Questions from the Compute Express Link™ (CXL™): Supporting Persistent Memory Webinar
By Mahesh Natu and Thomas Won Ha Choi
The recent webinar on “Compute Express Link™ (CXL™): Supporting Persistent Memory” explored how the CXL specification has evolved to support persistent memory devices and the established software model. The webinar also covered how enhancements to the CXL protocol, error handling and standardized configuration interface enable innovative designs that are based on a variety of non-volatile media and form factors. If you missed the live event the webinar recording is available on BrightTALK and YouTube. The presentation is also available for download here on the CXL Consortium’s website.
We received great questions during the Q&A portion of the webinar and have shared a recap of the questions and answers discussed during the webinar below.
Q: Will this only work on a PCIe® interface? If so, how does a CXL device access persistent memory? As far as I understand, persistent uses a DDR interface such as NVDIMM.
CXL uses PCIe physical interface, connectors and form factors but it layers a different protocol. The CXL.mem protocol can be used to access persistent memory. Today, you can use the DDR interface to access NVDIMM, which is similar to how CXL.mem allows access to persistent memory over the PCIe physical interface.
Q: Compared to the DDIMM solution, what are the pros and cons of the CXL-based memory solution, in terms of persistent memory?
If you’re referring to DDIMM it usually refers to the DRAM. I believe that the CXL-based memory solution provides a lot more flexibility and you will be able to use a lot of the existing infrastructure in the PCIe. On the downside, some latency optimizations may vary depending on different situations.

————————

--- WORK TO COMPLETE ---
1 - Output everything in the CXL webinar Q&A from "We received great" down to "such as NVDIMM.", word for word.
2 - Please return the lines of the listing, unchanged, from the line containing "like [[140, 93]]." down to the line containing "[[253, 50], [206, 64], [255, 85], [230, 58], [279, 78]]", including both of those lines and nothing else.

--- DATA FOR THE TASK ---
————————

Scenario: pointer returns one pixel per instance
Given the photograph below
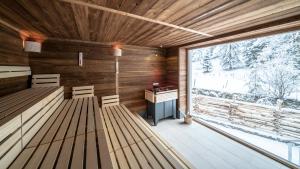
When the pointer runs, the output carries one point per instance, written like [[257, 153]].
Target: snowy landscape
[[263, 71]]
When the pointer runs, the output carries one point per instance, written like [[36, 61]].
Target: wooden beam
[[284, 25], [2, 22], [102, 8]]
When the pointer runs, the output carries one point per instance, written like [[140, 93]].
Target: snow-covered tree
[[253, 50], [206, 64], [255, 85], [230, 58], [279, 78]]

————————

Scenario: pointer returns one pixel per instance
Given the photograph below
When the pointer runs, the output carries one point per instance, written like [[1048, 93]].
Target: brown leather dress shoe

————————

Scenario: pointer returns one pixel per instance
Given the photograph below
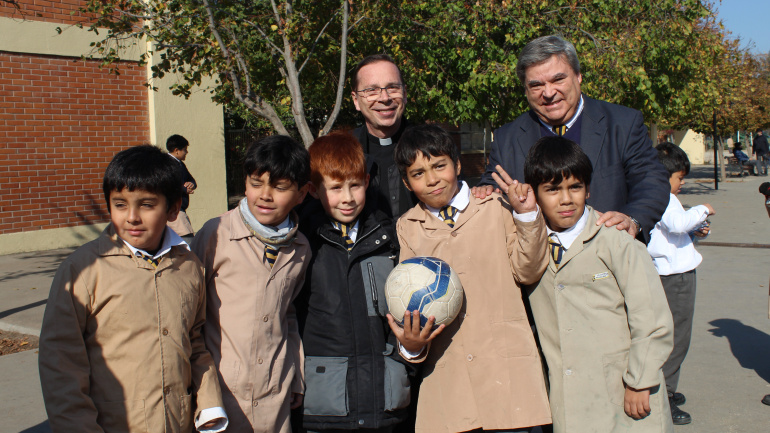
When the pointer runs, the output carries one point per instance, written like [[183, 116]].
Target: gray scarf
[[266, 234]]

————————

--- TASK-BY-TASK OUTPUTS ---
1 -
We received great questions during the Q&A portion of the webinar and have shared a recap of the questions and answers discussed during the webinar below.
Q: Will this only work on a PCIe® interface? If so, how does a CXL device access persistent memory? As far as I understand, persistent uses a DDR interface such as NVDIMM.

2 -
When the pointer runs, the output carries one point per instance, written like [[140, 93]].
Target: snow-covered tree
[[253, 50], [206, 64], [255, 85], [230, 58], [279, 78]]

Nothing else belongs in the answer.